Exercise details -> Pick up the text on sharing economy systems below and continue it from its last sentence.

Text segment ->
################

Originally, Botsman and Rogers (2010) identified three resource circulation systems within collaborative consumption, i.e. the sharing economy: product service systems, redistribution markets and collaborative lifestyles.
Product-service systems refer to commercial peer-to-peer mutualization systems (CPMS), allowing consumers to engage in monetized exchanges through peer-to-peer-based for temporary access to goods. Goods that are privately owned can be shared or rented out via peer-to-peer marketplaces. For example, BMW's "DriveNow" is a car rental service that offers an alternative to owning a car. Users can access a car when and where they need them and pay for their usage by the minute.
A system of collaborative consumption is based on used or pre-owned goods being passed on from someone who does not want them to someone who does want them. This is another alternative to the more common 'reduce, reuse, recycle, repair' methods of dealing with waste. In some markets, the goods may be free, as on Freecycle, Zwaggle and Kashless. In others, the goods are swapped (as on Swap.com) or sold for cash (as on eBay, craigslist, and uSell).
Collaborative lifestyles refer to commercial peer-to-peer mutualization systems (CPMS), allowing consumers to engage in monetized exchanges through peer-to-peer-based for services or access to resources such as money or skills. These systems are based on people with similar needs or interests banding together to mutualize and exchange less-tangible assets such as time, space, skills, and money. The growth of mobile technology provides a platform to enable location-based GPS technology and to also provide real-time sharing.
According to some authors, sector-specific models may stand out as specific components of the sharing economy. These models also use a two-sided marketplace to enable individuals to contribute funds to entrepreneurs, artists, civic programs and projects.
These models also use a two-sided marketplace to enable experts to provide on-demand information to consumers.

################

Records ->
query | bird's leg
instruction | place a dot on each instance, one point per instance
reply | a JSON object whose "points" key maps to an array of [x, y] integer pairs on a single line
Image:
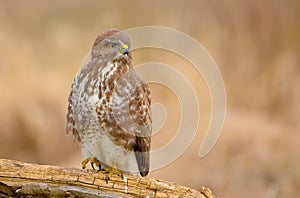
{"points": [[110, 171], [96, 162], [93, 161]]}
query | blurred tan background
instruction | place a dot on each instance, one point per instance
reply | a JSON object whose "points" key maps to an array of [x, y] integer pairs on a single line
{"points": [[255, 43]]}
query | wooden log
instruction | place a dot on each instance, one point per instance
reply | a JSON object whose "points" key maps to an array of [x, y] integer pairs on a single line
{"points": [[19, 179]]}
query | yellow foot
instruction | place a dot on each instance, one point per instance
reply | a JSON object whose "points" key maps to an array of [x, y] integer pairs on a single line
{"points": [[110, 171], [93, 161]]}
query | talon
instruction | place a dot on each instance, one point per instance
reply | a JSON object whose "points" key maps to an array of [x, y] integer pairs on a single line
{"points": [[106, 178], [93, 161], [110, 171], [84, 163]]}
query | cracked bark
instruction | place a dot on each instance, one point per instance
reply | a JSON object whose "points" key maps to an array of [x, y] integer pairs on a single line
{"points": [[19, 179]]}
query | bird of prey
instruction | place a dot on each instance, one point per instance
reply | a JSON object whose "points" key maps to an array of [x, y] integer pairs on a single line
{"points": [[109, 109]]}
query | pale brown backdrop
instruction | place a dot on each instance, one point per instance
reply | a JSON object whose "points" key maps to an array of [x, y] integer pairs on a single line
{"points": [[255, 43]]}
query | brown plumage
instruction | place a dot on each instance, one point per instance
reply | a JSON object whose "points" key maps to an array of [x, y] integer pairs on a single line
{"points": [[109, 107]]}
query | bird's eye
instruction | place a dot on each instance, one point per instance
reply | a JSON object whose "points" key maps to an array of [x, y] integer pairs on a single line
{"points": [[112, 45]]}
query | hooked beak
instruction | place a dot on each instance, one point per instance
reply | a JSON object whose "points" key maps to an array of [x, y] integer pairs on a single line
{"points": [[125, 49]]}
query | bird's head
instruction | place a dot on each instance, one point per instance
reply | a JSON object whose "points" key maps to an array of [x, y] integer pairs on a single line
{"points": [[112, 45]]}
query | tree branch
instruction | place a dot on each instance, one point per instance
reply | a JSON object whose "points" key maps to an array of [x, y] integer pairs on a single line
{"points": [[24, 179]]}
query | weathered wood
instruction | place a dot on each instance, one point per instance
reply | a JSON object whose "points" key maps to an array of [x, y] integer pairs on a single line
{"points": [[24, 179]]}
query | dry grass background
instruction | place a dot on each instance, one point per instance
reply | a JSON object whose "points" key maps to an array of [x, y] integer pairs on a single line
{"points": [[255, 43]]}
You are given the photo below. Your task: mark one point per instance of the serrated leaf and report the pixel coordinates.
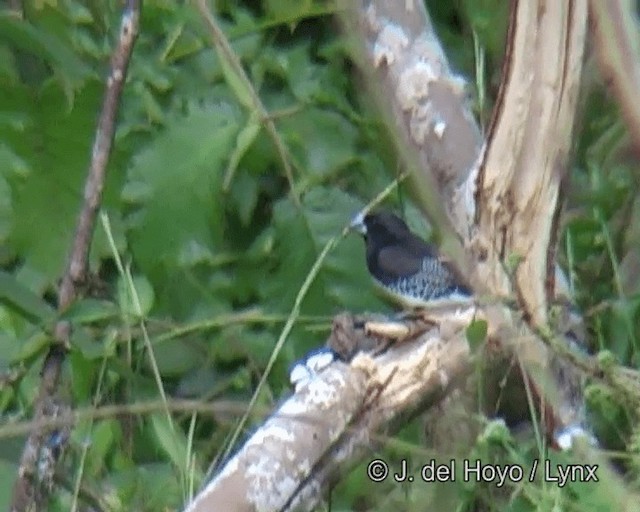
(56, 146)
(46, 46)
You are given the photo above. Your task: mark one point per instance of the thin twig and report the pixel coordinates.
(227, 54)
(218, 408)
(28, 493)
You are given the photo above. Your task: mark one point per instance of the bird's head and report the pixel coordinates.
(383, 225)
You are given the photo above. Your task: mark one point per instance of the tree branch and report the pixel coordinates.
(42, 449)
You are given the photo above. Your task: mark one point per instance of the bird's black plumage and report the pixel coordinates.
(404, 264)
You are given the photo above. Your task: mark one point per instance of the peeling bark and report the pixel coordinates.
(502, 199)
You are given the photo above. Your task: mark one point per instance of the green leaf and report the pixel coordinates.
(241, 89)
(87, 311)
(55, 144)
(43, 44)
(138, 302)
(300, 236)
(172, 441)
(174, 183)
(244, 140)
(323, 141)
(23, 300)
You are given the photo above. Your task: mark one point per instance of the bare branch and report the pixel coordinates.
(333, 420)
(35, 474)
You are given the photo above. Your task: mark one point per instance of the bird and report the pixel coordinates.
(408, 268)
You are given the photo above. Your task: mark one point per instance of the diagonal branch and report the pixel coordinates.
(43, 446)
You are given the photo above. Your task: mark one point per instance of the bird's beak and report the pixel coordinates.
(357, 223)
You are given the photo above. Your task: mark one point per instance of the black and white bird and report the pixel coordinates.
(407, 267)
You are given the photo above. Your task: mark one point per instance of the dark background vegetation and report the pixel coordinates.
(210, 237)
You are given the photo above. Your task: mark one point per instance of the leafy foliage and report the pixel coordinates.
(206, 243)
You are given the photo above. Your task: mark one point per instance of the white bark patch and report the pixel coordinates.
(413, 85)
(391, 41)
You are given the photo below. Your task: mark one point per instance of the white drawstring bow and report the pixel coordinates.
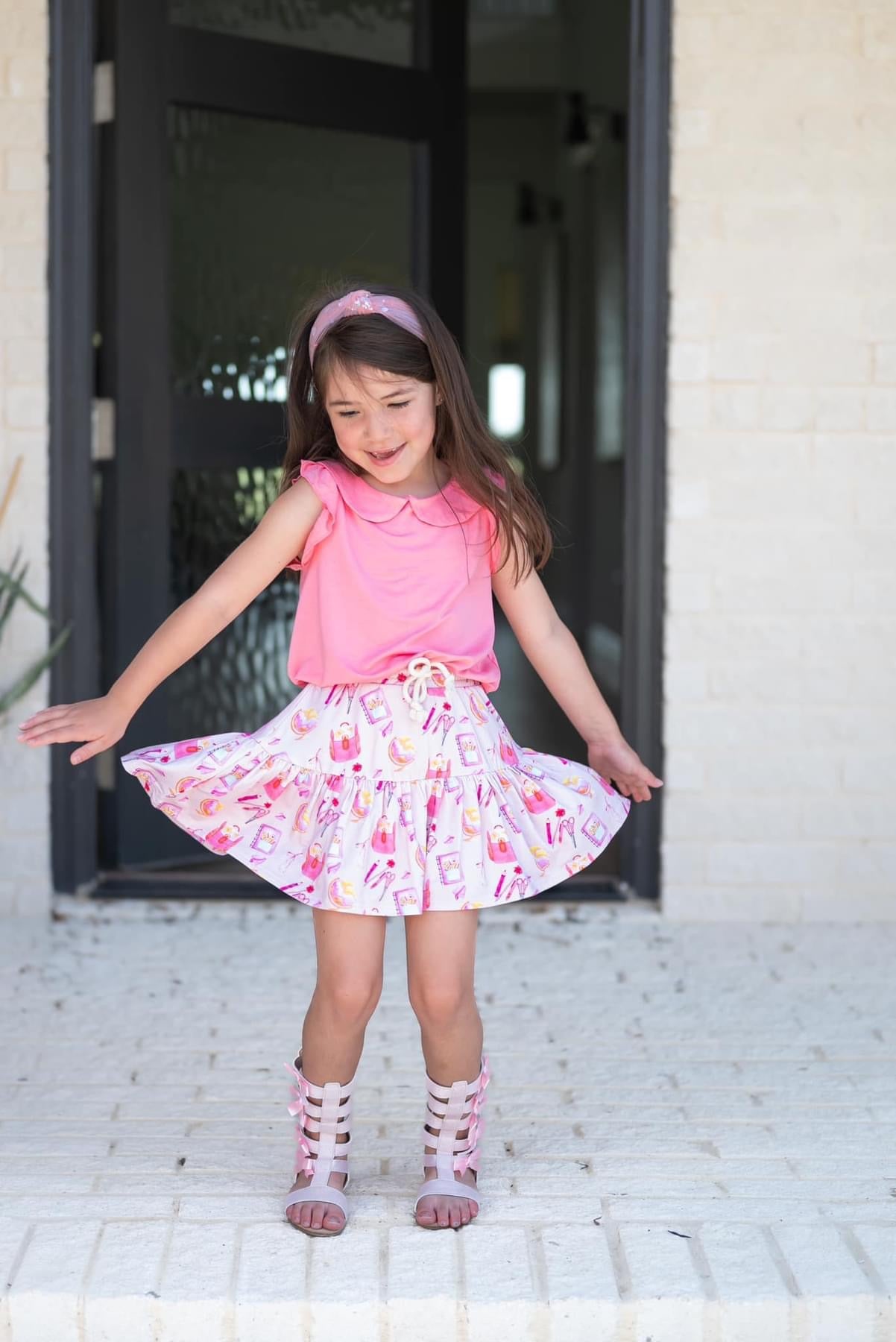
(414, 690)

################

Response for this exercise ->
Many state, local and federal governments are engaged in Open Data initiatives and projects such as data.gov and the London Data Store. The theory of open or "transparent" access to information enables greater innovation, and makes for more efficient use of products and services, and thus supporting resilient communities.
The Sharing Economy relies on the will of the users to share, but in order to make an exchange, users have to be trustworthy and trust each other. Sharing economy organizations say they are committed to building and validating trusted relationships between members of their community, including producers, suppliers, customers or participants. Beyond trusting others (i.e., the peers), the users of a Sharing Economy platform also have to trust the platform itself as well as the product at hand.
Unused value refers to the time over which products, services and talents lay idle. This idle time is wasted value that business models and organizations that are based on sharing can potentially utilize. The classic example is that the average car is unused 92% of the time. This wasted value can be a significant resource, and hence an opportunity, for sharing economy car solutions. There is also significant unused value in "wasted time", as articulated by Clay Shirky in his analysis of power of "crowds" connected by information technology. Many people have unused capacity in the course of their day. With social media and information technology, such people can donate small slivers of time to take care of simple tasks that others need doing. Examples of these crowd sourced solutions include the for-profit Amazon Mechanical Turk and the non-profit Ushahidi.
Waste is commonly considered as something that is no longer wanted and needs to be discarded. The challenge with this point of view is that much of what we define as waste still has value that, with proper design and distribution, can safely serve as "nutrients" for follow-on processes, unlocking new levels of value in increasingly scarce and expensive resources. One example is "heirloom design" as articulated by physicist and inventor Saul Griffith.
The driving forces behind the rise of sharing economy organizations and businesses include:
Forbes estimates the revenue flowing through the shared economy would surpass $3.5 billion in 2013, with growth exceeding 25%.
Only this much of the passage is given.